- Goal: Could you quote the listing below word for word, starting at its very first line and ending with the line that contains "point(668, 515)", with both of those lines included and the pictures left out?
** BEGIN **
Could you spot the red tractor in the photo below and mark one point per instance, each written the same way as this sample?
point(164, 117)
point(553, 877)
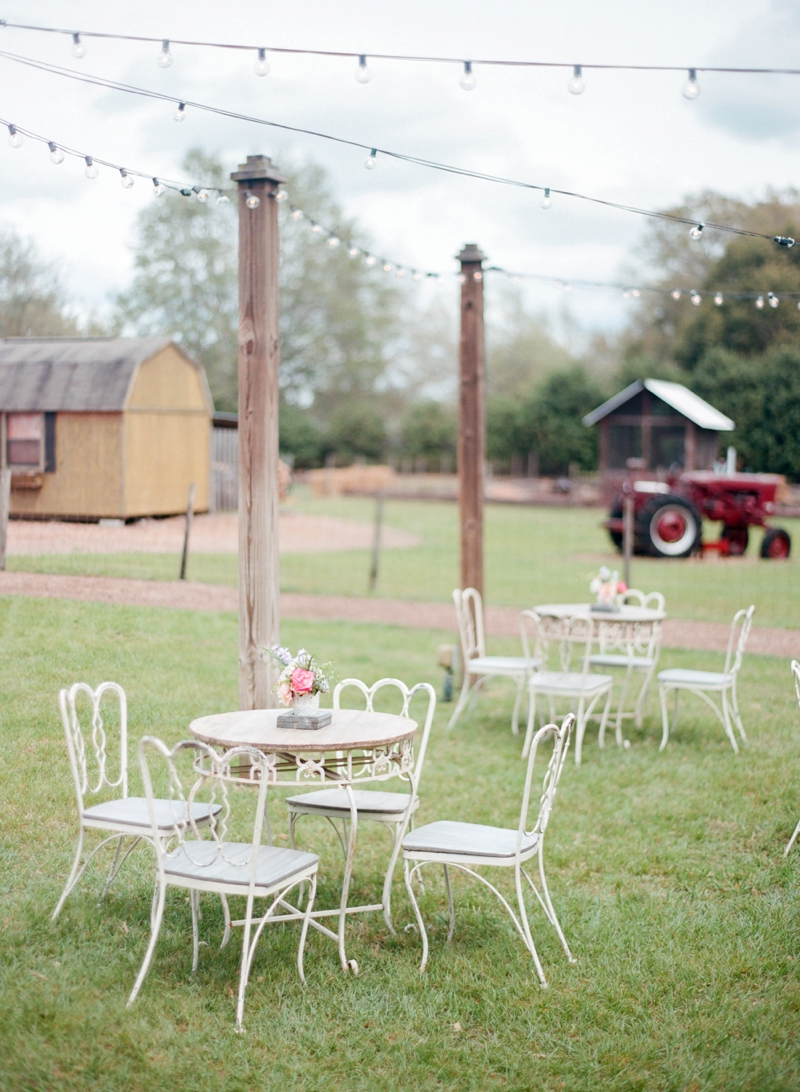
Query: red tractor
point(668, 515)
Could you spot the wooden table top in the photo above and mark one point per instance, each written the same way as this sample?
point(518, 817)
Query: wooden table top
point(349, 730)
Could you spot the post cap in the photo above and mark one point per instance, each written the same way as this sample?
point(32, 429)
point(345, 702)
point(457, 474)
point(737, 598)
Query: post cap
point(258, 167)
point(472, 252)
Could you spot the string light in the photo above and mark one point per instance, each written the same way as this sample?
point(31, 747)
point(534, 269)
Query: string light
point(468, 78)
point(576, 85)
** END **
- In response:
Could you spot the red tractor in the photo below and mark one point per instance, each written the same way as this sample?
point(164, 117)
point(553, 877)
Query: red tractor
point(668, 515)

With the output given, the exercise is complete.